Stored data entries
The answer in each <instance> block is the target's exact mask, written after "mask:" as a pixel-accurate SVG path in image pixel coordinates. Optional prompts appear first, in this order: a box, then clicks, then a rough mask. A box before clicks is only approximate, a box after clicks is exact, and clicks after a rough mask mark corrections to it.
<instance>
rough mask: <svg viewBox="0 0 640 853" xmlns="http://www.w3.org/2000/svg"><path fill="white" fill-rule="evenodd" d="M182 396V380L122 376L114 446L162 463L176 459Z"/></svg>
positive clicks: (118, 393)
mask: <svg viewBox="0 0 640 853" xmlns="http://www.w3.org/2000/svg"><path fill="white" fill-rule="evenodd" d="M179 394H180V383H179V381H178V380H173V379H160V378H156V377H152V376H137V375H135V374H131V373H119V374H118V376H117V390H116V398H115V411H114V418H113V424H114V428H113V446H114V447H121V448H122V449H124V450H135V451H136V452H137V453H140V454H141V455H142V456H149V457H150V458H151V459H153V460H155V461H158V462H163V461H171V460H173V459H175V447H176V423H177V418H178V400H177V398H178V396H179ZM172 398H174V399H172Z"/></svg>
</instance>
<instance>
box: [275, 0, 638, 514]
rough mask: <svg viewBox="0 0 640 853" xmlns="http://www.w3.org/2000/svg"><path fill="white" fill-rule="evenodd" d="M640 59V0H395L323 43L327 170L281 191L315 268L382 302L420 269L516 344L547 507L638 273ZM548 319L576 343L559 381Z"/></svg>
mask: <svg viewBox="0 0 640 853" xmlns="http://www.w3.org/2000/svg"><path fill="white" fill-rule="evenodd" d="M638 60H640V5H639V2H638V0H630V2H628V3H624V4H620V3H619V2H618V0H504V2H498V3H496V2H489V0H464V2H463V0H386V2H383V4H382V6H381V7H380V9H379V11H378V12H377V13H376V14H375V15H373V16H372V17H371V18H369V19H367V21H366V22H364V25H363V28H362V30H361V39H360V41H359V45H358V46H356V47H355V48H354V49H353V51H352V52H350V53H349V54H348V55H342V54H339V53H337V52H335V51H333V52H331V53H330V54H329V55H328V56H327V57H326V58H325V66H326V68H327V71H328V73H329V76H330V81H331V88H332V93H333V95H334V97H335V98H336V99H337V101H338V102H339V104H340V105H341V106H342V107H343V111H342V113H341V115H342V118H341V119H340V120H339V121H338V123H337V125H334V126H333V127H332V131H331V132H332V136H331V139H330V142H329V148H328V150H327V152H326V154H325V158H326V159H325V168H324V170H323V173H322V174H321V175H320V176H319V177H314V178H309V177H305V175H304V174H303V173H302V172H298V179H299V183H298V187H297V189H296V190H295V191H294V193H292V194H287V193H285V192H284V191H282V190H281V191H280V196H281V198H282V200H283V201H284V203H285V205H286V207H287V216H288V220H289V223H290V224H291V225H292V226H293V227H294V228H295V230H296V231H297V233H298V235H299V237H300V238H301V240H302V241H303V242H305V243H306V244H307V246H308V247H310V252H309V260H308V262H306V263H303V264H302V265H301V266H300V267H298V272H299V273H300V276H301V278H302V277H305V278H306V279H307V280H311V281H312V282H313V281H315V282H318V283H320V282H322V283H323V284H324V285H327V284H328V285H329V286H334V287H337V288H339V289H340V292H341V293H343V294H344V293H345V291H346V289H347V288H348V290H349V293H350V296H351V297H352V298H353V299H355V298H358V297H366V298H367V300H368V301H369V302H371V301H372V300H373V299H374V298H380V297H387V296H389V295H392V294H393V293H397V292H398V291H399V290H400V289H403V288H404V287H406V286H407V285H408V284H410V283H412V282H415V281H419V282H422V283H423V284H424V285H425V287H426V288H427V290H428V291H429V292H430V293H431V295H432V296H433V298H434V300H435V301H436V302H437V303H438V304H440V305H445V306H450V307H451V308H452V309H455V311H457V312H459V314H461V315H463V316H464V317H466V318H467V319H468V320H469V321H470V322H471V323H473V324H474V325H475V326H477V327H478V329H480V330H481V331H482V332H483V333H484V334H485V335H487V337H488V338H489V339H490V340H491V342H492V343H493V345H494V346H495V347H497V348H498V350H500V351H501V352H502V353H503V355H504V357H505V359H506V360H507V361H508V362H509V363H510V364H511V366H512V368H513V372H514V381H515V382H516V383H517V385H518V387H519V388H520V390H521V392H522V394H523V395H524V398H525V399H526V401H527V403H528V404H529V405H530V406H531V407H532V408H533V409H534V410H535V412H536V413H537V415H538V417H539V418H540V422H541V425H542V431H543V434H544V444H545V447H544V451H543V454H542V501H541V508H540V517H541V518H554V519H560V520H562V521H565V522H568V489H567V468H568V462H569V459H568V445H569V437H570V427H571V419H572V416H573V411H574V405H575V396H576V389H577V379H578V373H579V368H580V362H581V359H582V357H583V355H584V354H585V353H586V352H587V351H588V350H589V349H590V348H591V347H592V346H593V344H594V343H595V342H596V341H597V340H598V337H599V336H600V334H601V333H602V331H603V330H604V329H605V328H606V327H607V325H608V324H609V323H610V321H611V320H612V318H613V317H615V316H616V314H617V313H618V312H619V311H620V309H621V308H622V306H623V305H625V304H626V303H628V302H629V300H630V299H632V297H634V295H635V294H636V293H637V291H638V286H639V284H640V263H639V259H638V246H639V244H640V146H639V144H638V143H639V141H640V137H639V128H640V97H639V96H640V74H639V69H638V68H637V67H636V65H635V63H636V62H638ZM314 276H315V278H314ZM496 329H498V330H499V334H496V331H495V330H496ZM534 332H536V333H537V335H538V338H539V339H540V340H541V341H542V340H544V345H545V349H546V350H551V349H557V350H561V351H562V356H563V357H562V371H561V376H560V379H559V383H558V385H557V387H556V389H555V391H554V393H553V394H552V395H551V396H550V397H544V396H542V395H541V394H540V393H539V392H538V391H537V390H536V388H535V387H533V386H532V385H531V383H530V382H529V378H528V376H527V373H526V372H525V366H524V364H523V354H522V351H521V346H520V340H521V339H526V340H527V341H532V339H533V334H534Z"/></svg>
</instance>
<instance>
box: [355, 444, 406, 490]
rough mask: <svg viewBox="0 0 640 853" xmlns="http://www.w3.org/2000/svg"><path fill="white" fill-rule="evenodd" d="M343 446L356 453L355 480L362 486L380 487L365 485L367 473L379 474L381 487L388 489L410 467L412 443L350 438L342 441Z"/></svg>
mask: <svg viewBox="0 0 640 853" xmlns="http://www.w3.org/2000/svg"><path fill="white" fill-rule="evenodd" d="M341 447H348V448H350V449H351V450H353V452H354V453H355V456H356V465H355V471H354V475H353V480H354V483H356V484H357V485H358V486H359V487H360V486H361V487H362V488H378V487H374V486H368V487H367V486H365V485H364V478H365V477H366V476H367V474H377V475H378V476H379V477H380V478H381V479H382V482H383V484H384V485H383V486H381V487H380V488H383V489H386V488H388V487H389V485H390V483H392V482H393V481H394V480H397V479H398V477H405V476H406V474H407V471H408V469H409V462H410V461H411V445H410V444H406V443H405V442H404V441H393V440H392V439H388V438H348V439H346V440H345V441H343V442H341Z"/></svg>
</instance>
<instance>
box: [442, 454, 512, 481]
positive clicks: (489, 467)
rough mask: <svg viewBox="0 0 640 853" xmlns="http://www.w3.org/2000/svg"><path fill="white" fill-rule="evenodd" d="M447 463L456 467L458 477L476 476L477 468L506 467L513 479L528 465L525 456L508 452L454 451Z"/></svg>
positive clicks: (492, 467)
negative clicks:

WHAT THE EXERCISE ASKS: Repeat all the entries word for word.

RESULT:
The answer in each <instance> block is the target's exact mask, written after "mask:" as a pixel-accurate SVG path in image pixel coordinates. Optional prompts appear first, in this order: a box, then clicks, then a rough mask. A box before clicks is only approximate, a box after clicks is exact, and clicks after a rough mask mark corrections to it.
<instance>
rough mask: <svg viewBox="0 0 640 853" xmlns="http://www.w3.org/2000/svg"><path fill="white" fill-rule="evenodd" d="M182 396V380L122 376L114 446L162 463L176 459Z"/></svg>
positive clicks: (118, 393)
mask: <svg viewBox="0 0 640 853" xmlns="http://www.w3.org/2000/svg"><path fill="white" fill-rule="evenodd" d="M179 394H180V383H179V381H178V380H173V379H160V378H156V377H152V376H137V375H135V374H131V373H119V374H118V376H117V390H116V398H115V411H114V418H113V424H114V428H113V446H114V447H121V448H122V449H124V450H135V451H136V452H137V453H140V454H141V455H142V456H149V457H150V458H151V459H153V460H155V461H158V462H163V461H171V460H173V459H175V447H176V423H177V418H178V400H177V398H178V396H179ZM172 398H174V399H172Z"/></svg>
</instance>
<instance>
box: [275, 0, 638, 514]
rough mask: <svg viewBox="0 0 640 853" xmlns="http://www.w3.org/2000/svg"><path fill="white" fill-rule="evenodd" d="M640 59V0H395L323 43L327 170L281 191L315 268L382 302L420 269L516 344L547 507L638 273ZM548 319L576 343L559 381Z"/></svg>
mask: <svg viewBox="0 0 640 853" xmlns="http://www.w3.org/2000/svg"><path fill="white" fill-rule="evenodd" d="M638 60H640V5H639V2H638V0H630V2H628V3H624V4H620V3H619V2H618V0H504V2H498V3H496V2H489V0H464V2H463V0H386V2H383V4H382V6H381V7H380V9H379V11H378V12H377V13H376V14H375V15H373V16H372V17H371V18H369V19H367V21H366V22H364V25H363V28H362V30H361V39H360V41H359V45H358V46H356V47H355V48H354V49H353V51H352V52H350V53H349V54H348V55H342V54H339V53H337V52H335V51H333V52H331V53H330V54H329V55H328V56H327V57H326V58H325V66H326V68H327V71H328V73H329V76H330V81H331V88H332V93H333V95H334V97H335V98H336V99H337V101H338V102H339V104H340V105H341V106H342V107H343V111H342V113H341V115H342V118H341V119H340V120H339V121H338V123H337V125H334V126H333V127H332V131H331V132H332V136H331V139H330V142H329V148H328V150H327V152H326V154H325V158H326V159H325V168H324V170H323V173H322V174H321V175H320V176H319V177H314V178H309V177H305V175H304V174H303V173H302V172H298V179H299V183H298V187H297V189H296V190H295V191H294V193H292V194H287V193H285V192H284V191H282V190H281V191H280V196H281V198H282V200H283V201H284V203H285V205H286V207H287V216H288V220H289V223H290V224H291V225H292V226H293V227H294V228H295V230H296V231H297V233H298V235H299V237H300V238H301V240H302V241H303V242H305V243H306V244H307V246H308V247H310V252H309V260H308V262H306V263H303V264H302V265H301V266H300V267H298V272H299V273H300V276H301V278H302V277H305V278H306V279H307V280H311V281H312V282H313V281H315V282H318V283H320V282H322V283H323V284H324V285H327V284H328V285H329V286H334V287H337V288H339V289H340V292H341V293H343V294H344V293H345V291H346V289H347V288H348V290H349V293H350V296H351V297H352V298H353V299H355V298H358V297H366V298H367V300H368V301H369V302H371V301H372V300H373V299H374V298H380V297H387V296H389V295H392V294H393V293H397V292H398V291H399V290H400V289H403V288H404V287H406V286H407V285H408V284H410V283H412V282H415V281H419V282H422V283H423V284H424V285H425V287H426V288H427V290H428V291H429V292H430V293H431V295H432V296H433V298H434V300H435V301H436V302H437V303H438V304H440V305H445V306H450V307H451V308H452V309H455V311H457V312H459V314H461V315H463V316H464V317H466V318H467V319H468V320H469V321H470V322H471V323H473V324H474V325H475V326H477V327H478V329H480V330H481V331H482V332H483V333H484V334H485V335H487V337H488V338H489V339H490V340H491V342H492V343H493V345H494V346H495V347H497V348H498V350H500V351H501V352H502V353H503V355H504V357H505V359H506V360H507V361H508V362H509V363H510V364H511V366H512V368H513V372H514V381H515V382H516V383H517V385H518V387H519V388H520V390H521V392H522V394H523V395H524V398H525V399H526V401H527V403H528V404H529V405H530V406H531V407H532V408H533V409H534V410H535V412H536V413H537V415H538V417H539V418H540V422H541V425H542V431H543V434H544V444H545V447H544V451H543V454H542V501H541V508H540V517H541V518H554V519H560V520H562V521H565V522H568V489H567V468H568V462H569V459H568V445H569V437H570V427H571V419H572V416H573V411H574V405H575V396H576V389H577V379H578V373H579V368H580V362H581V359H582V357H583V355H584V354H585V353H586V352H587V351H588V350H589V349H590V348H591V347H592V346H593V344H594V343H595V342H596V341H597V340H598V337H599V336H600V334H601V333H602V331H603V330H604V329H605V328H606V327H607V325H608V324H609V323H610V321H611V320H612V318H613V317H615V316H616V314H617V313H618V312H619V311H620V309H621V308H622V306H623V305H625V304H626V303H628V302H629V300H630V299H632V297H634V295H635V294H636V293H637V291H638V286H639V284H640V263H639V259H638V246H639V244H640V146H639V144H638V143H639V141H640V137H639V128H640V97H639V96H640V74H639V69H638V68H637V67H636V65H635V63H636V62H638ZM314 276H315V278H314ZM496 329H498V330H499V334H496V331H495V330H496ZM534 332H536V333H537V335H538V338H539V339H540V340H541V341H542V340H544V345H545V349H546V350H551V349H557V350H561V351H562V356H563V357H562V371H561V376H560V379H559V383H558V385H557V387H556V389H555V391H554V393H553V394H552V395H551V396H550V397H544V396H542V395H541V394H540V393H539V392H538V391H537V390H536V388H535V387H533V386H532V385H531V383H530V382H529V378H528V376H527V373H526V372H525V366H524V364H523V354H522V351H521V346H520V340H521V339H526V340H527V341H532V339H533V334H534Z"/></svg>
</instance>
<instance>
box: [355, 444, 406, 490]
rough mask: <svg viewBox="0 0 640 853" xmlns="http://www.w3.org/2000/svg"><path fill="white" fill-rule="evenodd" d="M343 446L356 453L355 480L362 486L380 487L365 485L367 473L379 474L381 487L388 489L410 467L412 443L350 438L342 441Z"/></svg>
mask: <svg viewBox="0 0 640 853" xmlns="http://www.w3.org/2000/svg"><path fill="white" fill-rule="evenodd" d="M341 447H348V448H350V449H351V450H353V452H354V453H355V456H356V465H355V471H354V475H353V480H354V483H356V484H357V485H358V486H359V487H360V486H361V487H362V488H378V487H374V486H368V487H367V486H365V485H364V478H365V477H366V476H367V474H377V475H378V476H379V477H380V478H381V479H382V482H383V484H384V485H383V486H381V487H380V488H383V489H386V488H388V487H389V485H390V483H392V482H393V481H394V480H397V479H398V477H405V476H406V474H407V471H408V469H409V462H410V461H411V445H410V444H406V443H405V442H404V441H393V440H392V439H388V438H348V439H346V440H345V441H343V442H341Z"/></svg>
</instance>
<instance>
box: [442, 454, 512, 481]
positive clicks: (489, 467)
rough mask: <svg viewBox="0 0 640 853" xmlns="http://www.w3.org/2000/svg"><path fill="white" fill-rule="evenodd" d="M447 463L456 467L458 477L476 476L477 468L506 467L513 479L528 465L525 456L508 452L454 451Z"/></svg>
positive clicks: (492, 467)
negative clicks:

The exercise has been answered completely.